[Data in this exercise]
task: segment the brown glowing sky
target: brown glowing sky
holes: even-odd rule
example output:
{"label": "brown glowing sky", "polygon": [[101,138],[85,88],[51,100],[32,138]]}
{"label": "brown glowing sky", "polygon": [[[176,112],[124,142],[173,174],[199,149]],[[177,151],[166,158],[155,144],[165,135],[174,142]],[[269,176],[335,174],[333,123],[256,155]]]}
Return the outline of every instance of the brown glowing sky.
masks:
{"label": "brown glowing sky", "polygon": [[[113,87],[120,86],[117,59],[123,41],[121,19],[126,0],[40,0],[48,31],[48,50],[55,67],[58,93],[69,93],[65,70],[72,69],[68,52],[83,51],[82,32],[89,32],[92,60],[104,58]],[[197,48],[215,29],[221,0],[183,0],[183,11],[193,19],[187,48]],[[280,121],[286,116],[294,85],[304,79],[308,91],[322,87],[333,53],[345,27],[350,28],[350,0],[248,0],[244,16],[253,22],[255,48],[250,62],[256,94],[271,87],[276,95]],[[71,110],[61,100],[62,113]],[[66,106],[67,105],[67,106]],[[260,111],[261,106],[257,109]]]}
[/Data in this exercise]
**What is required:** Exactly as written, restate every record in the listing.

**Answer section:**
task: segment the brown glowing sky
target: brown glowing sky
holes: even-odd rule
example output:
{"label": "brown glowing sky", "polygon": [[101,138],[85,88],[51,100],[32,138]]}
{"label": "brown glowing sky", "polygon": [[[176,112],[124,142],[173,174],[199,149]],[[177,151],[166,158],[155,144],[165,135],[174,142]],[[269,176],[335,174],[333,123],[256,155]]]}
Return the outline of every instance of the brown glowing sky.
masks:
{"label": "brown glowing sky", "polygon": [[[113,87],[120,86],[117,59],[123,41],[121,19],[126,0],[40,0],[48,31],[48,50],[55,67],[58,93],[69,93],[65,70],[72,69],[68,52],[83,51],[82,32],[89,32],[92,60],[104,58]],[[197,48],[215,29],[221,0],[183,0],[183,11],[193,19],[187,48]],[[280,121],[286,116],[294,85],[304,79],[308,91],[322,87],[333,53],[345,27],[350,28],[350,0],[248,0],[244,16],[253,22],[255,48],[250,62],[256,94],[271,87],[276,95]],[[71,110],[61,100],[62,113]],[[66,106],[67,105],[67,106]],[[260,111],[261,106],[257,109]]]}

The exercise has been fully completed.